**Given request**
Please gather every line of the records below that contains the word "soup" and copy each of those lines in full.

Start of Material provided

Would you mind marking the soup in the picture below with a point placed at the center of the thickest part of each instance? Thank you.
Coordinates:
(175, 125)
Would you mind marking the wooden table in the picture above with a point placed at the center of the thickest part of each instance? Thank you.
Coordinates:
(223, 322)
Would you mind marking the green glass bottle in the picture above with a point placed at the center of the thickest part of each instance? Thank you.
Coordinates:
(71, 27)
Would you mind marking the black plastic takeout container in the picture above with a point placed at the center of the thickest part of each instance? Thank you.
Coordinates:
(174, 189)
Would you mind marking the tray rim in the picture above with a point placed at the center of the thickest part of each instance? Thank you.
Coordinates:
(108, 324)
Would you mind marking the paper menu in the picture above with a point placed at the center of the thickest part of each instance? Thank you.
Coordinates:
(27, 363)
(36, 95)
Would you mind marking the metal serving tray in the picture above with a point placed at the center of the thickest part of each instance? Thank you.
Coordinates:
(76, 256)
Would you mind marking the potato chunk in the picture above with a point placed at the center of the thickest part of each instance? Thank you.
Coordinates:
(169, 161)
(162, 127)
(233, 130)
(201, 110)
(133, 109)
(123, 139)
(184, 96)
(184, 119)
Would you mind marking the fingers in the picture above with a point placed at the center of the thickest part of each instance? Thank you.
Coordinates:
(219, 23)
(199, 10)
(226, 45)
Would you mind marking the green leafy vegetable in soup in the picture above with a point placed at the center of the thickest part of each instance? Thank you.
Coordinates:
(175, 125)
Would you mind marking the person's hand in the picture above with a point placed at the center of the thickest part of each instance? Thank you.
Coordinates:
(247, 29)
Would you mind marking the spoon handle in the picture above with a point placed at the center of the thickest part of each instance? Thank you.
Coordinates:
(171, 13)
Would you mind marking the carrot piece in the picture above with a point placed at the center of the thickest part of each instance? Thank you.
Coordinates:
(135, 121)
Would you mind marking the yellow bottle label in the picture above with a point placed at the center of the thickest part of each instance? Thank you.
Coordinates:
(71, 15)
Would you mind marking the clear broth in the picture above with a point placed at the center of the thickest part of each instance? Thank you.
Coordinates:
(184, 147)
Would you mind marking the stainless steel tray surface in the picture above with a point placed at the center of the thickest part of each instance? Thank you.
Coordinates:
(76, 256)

End of Material provided
Start of Material provided

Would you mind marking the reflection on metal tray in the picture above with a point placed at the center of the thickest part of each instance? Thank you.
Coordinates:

End of Material provided
Start of Material provided

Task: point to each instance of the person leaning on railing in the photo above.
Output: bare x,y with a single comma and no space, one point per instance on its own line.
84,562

End of Material provided

**Reply to the task**
Would you mind marking the soup in the picture below with a point placed at the center of the thickest part of each instance? Thank you.
Would you mind marking the green leafy vegetable in soup in the picture above with a point placed at the center of the thickest part of each instance? Thank you.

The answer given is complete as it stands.